● **EXTRACT TO READ**:
++++
What it is
The R16 V2 is the upper-mid rung of the Moza R-range, sitting between the R12 V2 most people buy and the R21 / R25 Ultra at the flagship end. Sixteen Newton-metres of peak torque from a properly-sized motor, the standard Moza QR that runs across the whole catalogue, and Pit House as the tuning and firmware layer. PC only, like every Moza base.
What you are paying for over the R12 is the headroom. The R12 V2 is a brilliant 12 Nm base and it does everything most sim racers need. The R16 V2 exists for the drivers who keep finding the ceiling — formula at full stiffness, LMP cars at full stiffness, kerb strikes that clip the peaks of the FFB curve and lose detail in the loaded steering moments. Four extra Newton-metres is not a marketing number on this base, it is the difference between those cars feeling clipped and those cars feeling honest.
++++
● **DATA SEGMENT**:
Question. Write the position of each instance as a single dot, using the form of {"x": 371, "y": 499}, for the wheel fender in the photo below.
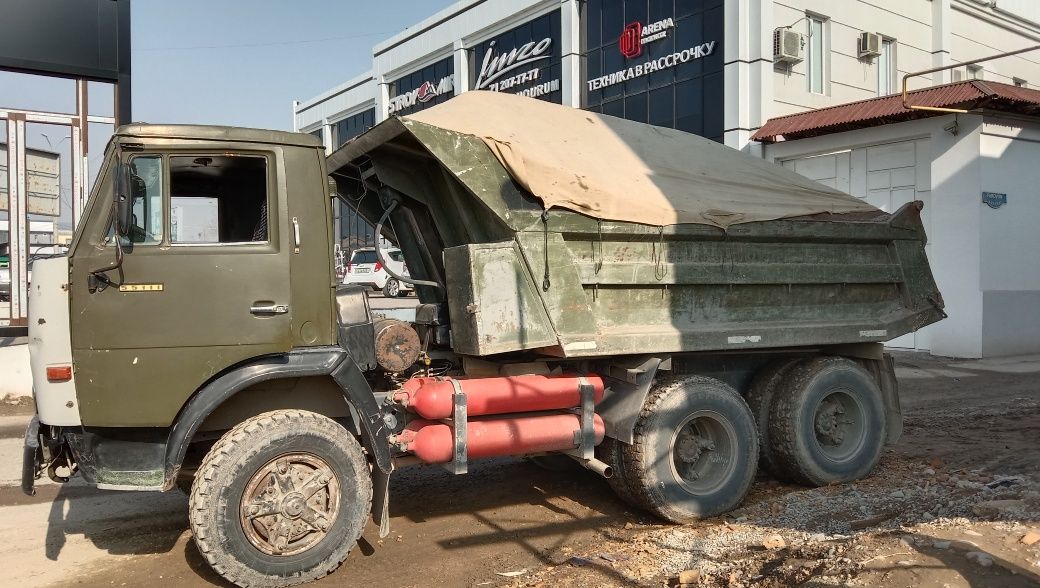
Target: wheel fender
{"x": 626, "y": 391}
{"x": 315, "y": 361}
++++
● **TO DO**:
From the R16 V2 overview at the top of the page, list every situation it gives in which drivers keep finding the ceiling.

● **RESULT OF THIS EXERCISE**:
- Formula at full stiffness
- LMP cars at full stiffness
- Kerb strikes that clip the peaks of the FFB curve and lose detail in the loaded steering moments